### Challenge
Rewrite every line from the one containing "Reviewer note: confirm that each instance of the floodwater" through the last line of the items, both ends included. Leave all text unchanged except the x and y coordinates in the answers: multiply each by 2.5 and round it to a whole number, with halves rounded up.

### Input material

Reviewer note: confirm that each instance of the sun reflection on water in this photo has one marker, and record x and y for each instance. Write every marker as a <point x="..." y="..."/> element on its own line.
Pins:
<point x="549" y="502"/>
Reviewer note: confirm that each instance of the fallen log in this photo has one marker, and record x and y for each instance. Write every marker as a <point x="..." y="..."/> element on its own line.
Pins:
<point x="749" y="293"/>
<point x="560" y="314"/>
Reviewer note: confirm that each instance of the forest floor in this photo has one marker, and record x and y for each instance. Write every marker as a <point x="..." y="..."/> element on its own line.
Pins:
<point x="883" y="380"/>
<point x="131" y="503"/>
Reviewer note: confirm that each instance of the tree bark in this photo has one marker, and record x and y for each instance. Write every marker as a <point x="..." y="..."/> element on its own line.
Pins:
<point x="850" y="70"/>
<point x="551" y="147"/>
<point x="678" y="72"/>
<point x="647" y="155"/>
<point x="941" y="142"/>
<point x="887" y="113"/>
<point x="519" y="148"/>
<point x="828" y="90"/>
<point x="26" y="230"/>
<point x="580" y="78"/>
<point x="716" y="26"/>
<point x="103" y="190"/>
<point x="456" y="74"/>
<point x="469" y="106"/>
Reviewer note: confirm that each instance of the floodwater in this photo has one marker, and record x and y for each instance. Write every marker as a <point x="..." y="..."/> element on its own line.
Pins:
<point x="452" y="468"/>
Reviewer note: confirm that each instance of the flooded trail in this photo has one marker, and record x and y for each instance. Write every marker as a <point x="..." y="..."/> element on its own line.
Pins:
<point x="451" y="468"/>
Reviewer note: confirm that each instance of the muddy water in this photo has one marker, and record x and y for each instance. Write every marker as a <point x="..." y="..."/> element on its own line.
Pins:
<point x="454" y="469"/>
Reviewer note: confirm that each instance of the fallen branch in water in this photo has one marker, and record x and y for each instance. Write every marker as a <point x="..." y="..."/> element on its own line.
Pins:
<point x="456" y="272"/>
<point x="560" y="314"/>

### The reply
Reviewer note: confirm that each instance of the floodwater in this photo has one marker, and record x and y for each instance. Write every marker as a <point x="..." y="..."/> element on its own line.
Pins:
<point x="1130" y="1170"/>
Reviewer note: confirm that each instance of the flooded trail in this photo has one marker, and record x and y for each instance. Write every marker as a <point x="..." y="..."/> element on its own line.
Pins:
<point x="1128" y="1170"/>
Reviewer note: confirm that each instance of the muddy water in this photo has one marker, and record x and y for each instance. Write every marker as a <point x="..." y="..."/> element on its own line.
Pins:
<point x="1135" y="1173"/>
Reviewer note: confirm that each instance of the fallen branch in water in this photo has one marker, and record x and y for each instance. Write every marker as a <point x="..." y="..."/> element on its own line.
Pins:
<point x="1140" y="680"/>
<point x="1400" y="785"/>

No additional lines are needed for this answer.